• _Dataset_

▽

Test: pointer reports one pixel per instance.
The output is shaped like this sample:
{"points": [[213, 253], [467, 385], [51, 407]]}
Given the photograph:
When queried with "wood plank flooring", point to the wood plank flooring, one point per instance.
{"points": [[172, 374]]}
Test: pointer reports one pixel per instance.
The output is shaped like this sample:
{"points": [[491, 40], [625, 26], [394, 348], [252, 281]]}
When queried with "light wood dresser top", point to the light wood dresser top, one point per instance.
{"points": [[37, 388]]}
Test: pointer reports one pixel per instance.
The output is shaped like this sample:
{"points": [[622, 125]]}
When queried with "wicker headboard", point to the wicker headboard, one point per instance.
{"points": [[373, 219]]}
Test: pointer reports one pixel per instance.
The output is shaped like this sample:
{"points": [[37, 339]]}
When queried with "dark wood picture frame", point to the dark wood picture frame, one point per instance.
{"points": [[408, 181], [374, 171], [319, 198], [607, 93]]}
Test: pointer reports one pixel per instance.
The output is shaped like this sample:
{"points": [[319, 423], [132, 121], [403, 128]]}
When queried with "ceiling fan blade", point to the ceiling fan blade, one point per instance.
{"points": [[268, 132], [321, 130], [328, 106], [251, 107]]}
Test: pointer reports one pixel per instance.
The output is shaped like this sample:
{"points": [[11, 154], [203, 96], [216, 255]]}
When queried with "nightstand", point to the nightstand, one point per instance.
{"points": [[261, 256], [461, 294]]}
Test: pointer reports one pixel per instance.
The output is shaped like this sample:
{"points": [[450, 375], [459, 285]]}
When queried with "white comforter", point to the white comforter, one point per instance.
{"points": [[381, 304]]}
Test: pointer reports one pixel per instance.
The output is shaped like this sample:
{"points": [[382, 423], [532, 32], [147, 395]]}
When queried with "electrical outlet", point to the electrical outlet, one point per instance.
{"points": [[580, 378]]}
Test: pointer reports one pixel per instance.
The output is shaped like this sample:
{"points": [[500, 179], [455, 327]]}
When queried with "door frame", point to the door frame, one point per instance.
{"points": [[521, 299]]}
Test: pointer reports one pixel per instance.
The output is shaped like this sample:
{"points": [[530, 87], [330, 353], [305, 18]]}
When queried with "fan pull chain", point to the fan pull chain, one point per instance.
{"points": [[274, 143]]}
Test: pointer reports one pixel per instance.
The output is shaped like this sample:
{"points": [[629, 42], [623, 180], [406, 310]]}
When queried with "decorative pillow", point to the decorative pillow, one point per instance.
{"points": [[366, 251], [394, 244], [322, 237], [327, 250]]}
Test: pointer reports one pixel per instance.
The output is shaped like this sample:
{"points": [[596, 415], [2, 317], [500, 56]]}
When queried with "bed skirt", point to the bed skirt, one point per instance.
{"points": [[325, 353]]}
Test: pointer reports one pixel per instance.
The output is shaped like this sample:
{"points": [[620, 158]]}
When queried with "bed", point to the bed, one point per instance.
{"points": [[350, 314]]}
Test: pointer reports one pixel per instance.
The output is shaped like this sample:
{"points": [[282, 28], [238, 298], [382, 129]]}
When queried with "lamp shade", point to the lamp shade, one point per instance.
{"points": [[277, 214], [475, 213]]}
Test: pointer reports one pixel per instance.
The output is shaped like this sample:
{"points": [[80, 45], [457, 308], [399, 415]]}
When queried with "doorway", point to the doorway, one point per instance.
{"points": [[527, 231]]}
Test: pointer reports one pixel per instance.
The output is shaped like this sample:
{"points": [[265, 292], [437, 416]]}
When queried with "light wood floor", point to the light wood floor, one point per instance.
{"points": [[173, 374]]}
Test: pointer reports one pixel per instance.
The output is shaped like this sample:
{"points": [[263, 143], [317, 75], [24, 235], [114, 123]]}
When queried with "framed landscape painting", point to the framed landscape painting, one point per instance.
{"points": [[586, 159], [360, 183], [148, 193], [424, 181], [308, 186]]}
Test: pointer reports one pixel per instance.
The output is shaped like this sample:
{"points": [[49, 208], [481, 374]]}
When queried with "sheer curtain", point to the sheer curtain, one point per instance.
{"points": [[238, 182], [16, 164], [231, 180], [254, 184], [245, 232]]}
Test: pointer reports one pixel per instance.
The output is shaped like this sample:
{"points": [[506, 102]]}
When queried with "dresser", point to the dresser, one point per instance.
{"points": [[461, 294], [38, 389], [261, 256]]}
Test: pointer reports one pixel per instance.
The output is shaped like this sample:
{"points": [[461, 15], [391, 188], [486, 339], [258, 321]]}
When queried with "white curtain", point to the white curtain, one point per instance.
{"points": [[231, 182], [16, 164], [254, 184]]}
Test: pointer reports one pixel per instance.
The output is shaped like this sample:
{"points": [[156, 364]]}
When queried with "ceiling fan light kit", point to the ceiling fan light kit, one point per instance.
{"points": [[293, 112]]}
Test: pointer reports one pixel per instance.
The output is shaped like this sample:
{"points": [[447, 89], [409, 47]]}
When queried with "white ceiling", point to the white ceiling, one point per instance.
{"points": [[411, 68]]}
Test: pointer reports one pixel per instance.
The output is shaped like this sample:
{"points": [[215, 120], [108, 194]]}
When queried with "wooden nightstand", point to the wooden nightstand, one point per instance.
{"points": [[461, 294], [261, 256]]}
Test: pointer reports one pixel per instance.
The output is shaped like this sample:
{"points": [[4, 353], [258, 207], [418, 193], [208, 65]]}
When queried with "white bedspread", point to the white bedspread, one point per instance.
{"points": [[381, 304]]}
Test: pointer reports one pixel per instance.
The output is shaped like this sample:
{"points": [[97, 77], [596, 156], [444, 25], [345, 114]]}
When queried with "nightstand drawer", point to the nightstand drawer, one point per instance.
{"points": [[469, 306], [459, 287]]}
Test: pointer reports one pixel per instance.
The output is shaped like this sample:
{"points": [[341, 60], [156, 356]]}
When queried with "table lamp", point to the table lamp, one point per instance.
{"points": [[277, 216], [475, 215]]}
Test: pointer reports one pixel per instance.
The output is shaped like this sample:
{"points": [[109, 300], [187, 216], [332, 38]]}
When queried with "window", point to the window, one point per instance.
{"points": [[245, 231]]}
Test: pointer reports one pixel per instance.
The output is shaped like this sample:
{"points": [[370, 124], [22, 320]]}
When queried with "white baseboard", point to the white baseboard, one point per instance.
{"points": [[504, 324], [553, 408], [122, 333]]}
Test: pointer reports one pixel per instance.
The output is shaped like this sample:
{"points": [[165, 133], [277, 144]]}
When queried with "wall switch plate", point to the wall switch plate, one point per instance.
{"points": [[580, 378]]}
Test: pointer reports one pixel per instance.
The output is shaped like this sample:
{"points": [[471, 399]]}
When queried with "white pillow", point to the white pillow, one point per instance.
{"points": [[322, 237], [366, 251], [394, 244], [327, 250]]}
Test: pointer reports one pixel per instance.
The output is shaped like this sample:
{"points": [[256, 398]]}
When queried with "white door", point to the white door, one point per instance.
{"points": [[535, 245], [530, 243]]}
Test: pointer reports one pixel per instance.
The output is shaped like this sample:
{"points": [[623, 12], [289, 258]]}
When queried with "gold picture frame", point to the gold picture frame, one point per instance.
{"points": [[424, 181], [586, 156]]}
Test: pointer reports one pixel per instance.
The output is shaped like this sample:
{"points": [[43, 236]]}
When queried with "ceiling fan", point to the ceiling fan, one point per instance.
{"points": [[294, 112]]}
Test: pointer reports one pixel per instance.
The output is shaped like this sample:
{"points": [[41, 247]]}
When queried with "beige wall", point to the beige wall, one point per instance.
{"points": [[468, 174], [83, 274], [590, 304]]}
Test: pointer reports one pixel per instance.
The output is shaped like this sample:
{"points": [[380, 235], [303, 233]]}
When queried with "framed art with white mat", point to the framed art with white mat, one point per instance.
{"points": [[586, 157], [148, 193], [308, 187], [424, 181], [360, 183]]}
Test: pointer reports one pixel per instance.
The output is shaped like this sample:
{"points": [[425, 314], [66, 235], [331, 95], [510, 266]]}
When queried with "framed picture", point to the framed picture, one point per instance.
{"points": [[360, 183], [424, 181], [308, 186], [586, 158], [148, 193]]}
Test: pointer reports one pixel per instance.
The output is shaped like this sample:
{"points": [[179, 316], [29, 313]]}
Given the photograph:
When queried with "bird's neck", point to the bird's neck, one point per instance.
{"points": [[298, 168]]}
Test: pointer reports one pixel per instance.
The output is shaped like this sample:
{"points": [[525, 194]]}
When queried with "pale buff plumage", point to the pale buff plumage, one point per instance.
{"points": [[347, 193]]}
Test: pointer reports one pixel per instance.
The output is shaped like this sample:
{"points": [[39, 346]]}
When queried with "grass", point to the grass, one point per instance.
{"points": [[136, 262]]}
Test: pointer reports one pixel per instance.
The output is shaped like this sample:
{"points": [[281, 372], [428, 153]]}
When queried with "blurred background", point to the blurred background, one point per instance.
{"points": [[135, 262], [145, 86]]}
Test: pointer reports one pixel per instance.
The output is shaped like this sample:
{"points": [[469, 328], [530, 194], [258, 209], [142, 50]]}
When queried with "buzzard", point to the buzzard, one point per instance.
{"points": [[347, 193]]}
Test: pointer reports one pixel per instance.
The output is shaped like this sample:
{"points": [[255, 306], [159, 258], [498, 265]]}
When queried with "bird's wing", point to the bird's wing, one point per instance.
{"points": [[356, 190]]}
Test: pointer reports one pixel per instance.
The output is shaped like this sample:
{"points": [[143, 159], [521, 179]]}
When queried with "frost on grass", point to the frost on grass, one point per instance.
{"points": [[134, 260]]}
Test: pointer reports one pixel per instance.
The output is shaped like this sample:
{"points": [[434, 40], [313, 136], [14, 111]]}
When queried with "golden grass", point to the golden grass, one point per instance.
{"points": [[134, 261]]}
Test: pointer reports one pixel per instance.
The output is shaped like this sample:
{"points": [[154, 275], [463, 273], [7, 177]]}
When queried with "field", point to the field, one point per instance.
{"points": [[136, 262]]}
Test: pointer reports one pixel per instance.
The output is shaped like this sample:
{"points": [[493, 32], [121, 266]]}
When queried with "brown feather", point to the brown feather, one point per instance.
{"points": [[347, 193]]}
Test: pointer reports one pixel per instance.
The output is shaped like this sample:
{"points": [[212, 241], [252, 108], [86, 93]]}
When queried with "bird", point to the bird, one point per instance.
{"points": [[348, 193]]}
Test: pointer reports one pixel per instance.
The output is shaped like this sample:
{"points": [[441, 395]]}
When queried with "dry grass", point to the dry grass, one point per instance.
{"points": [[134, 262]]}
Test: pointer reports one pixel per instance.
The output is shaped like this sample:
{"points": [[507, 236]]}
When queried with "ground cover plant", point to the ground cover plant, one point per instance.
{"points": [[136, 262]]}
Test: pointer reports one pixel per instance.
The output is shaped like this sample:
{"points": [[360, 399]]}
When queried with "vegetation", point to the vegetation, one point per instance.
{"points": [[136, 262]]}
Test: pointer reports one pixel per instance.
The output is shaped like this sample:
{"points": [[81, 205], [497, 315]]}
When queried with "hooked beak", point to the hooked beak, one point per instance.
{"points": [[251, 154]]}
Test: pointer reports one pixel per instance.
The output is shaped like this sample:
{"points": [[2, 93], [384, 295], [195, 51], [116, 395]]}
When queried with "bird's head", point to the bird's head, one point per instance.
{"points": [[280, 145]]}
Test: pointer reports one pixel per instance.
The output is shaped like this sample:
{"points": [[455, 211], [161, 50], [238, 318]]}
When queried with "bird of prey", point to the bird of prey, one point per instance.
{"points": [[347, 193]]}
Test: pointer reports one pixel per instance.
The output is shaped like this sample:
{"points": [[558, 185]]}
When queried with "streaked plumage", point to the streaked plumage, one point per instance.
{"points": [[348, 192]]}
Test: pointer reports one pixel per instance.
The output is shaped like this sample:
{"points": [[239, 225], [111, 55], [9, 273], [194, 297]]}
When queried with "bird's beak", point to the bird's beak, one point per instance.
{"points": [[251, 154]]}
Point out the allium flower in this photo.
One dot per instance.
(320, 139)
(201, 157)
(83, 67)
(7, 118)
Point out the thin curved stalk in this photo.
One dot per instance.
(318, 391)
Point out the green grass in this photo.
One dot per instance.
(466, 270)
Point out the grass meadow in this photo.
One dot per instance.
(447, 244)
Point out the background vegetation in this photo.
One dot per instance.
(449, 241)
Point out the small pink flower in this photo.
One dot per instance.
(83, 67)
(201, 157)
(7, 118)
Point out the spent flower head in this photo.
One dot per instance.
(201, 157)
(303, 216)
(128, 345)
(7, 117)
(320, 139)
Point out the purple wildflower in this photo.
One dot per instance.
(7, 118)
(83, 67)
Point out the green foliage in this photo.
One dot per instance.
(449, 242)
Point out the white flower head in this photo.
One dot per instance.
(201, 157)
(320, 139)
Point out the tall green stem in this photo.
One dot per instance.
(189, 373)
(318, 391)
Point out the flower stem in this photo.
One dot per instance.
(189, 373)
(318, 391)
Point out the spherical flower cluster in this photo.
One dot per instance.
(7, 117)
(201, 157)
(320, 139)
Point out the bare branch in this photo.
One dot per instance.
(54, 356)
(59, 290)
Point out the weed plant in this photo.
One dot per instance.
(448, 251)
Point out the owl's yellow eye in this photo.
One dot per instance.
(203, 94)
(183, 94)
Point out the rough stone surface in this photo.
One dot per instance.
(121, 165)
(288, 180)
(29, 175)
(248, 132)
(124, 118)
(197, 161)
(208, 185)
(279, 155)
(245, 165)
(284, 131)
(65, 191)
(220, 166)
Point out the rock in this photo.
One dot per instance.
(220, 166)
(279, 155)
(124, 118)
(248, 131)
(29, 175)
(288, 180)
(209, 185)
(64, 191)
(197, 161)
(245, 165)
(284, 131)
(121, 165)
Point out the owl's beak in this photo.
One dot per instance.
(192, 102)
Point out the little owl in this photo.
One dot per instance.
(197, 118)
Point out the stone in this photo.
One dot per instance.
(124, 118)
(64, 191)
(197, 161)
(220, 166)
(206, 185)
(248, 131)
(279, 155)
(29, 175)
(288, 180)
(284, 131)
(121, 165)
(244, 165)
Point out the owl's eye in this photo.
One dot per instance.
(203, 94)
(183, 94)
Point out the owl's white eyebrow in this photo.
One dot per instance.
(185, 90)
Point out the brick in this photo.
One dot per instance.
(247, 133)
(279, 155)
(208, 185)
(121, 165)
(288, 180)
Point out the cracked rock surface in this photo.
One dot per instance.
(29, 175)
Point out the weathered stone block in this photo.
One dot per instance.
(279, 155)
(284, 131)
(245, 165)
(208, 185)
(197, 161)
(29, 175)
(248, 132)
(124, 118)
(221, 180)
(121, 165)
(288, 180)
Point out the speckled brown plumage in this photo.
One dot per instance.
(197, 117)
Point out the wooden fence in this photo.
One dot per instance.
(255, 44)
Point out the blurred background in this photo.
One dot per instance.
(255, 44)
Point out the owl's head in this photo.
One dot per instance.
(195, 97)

△

• _Instructions for the task_
Line count for "rock": say how many lines of the entries above include that word, and give only the number.

• _Exercise answer_
2